En los registros que siguen, copia sin cambiar nada las líneas que van desde la que contiene "Every instance of the tapestry" hasta la que contiene "[(439, 300), (616, 300), (616, 270), (439, 270)]", las dos incluidas.

+++ Lista de registros +++

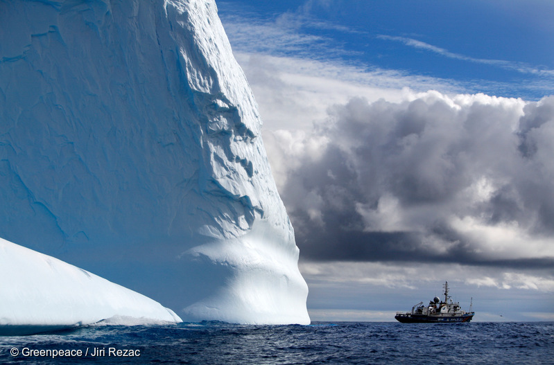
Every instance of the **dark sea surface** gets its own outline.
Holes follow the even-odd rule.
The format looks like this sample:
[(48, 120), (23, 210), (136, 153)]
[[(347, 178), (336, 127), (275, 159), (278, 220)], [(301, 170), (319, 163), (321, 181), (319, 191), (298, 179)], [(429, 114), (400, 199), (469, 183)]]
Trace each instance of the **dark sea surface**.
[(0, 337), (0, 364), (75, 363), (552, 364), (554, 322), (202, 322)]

+++
+++ Lista de registros +++

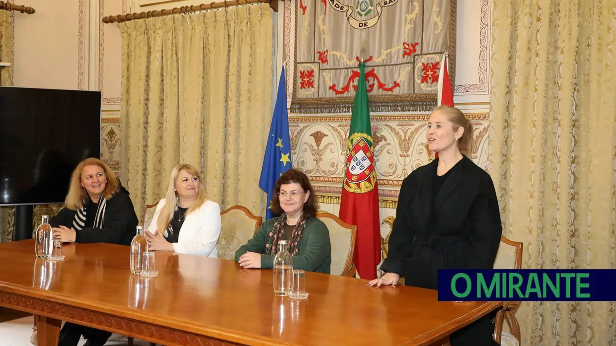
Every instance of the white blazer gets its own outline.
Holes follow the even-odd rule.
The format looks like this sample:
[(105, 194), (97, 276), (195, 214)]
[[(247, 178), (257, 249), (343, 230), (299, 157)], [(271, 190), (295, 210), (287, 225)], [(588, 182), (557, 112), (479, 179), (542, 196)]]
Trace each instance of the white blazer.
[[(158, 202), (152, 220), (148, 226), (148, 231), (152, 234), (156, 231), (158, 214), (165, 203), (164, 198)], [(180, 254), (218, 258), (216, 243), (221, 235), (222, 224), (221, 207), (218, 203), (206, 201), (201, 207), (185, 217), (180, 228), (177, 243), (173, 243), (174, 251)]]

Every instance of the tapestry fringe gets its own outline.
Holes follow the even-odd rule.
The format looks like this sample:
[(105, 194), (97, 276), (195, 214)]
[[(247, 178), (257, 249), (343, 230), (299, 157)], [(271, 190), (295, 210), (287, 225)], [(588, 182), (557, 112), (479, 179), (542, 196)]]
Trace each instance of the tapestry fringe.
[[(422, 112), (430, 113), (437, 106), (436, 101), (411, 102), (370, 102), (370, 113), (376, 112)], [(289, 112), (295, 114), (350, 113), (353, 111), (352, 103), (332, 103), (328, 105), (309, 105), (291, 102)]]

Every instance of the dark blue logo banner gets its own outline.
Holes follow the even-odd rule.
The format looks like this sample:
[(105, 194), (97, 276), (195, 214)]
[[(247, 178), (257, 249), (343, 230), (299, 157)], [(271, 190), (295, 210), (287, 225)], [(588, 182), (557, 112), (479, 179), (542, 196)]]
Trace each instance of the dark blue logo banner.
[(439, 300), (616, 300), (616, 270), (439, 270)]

+++

Respuesta:
Every instance of the tapestry fringe gets its own outline.
Holes follow the even-odd rule.
The format looks like this sample:
[(105, 194), (97, 276), (195, 214)]
[[(247, 178), (257, 249), (343, 230), (299, 157)], [(271, 190), (295, 210), (287, 225)], [(588, 182), (557, 112), (479, 179), (542, 196)]]
Trace each instance of the tapestry fringe.
[[(422, 112), (430, 113), (437, 106), (436, 101), (411, 102), (370, 102), (370, 113), (376, 112)], [(289, 112), (295, 114), (350, 113), (353, 111), (352, 103), (332, 103), (328, 105), (309, 105), (291, 102)]]

Every instance of the dark blue logo banner gets its own outline.
Holes follow the even-odd rule.
The format looks like this sample:
[(105, 194), (97, 276), (195, 214)]
[[(247, 178), (257, 249), (343, 230), (299, 157)], [(271, 190), (295, 210), (287, 225)], [(588, 182), (557, 112), (479, 179), (542, 196)]]
Trace each instance of the dark blue logo banner.
[(439, 300), (616, 300), (616, 270), (439, 270)]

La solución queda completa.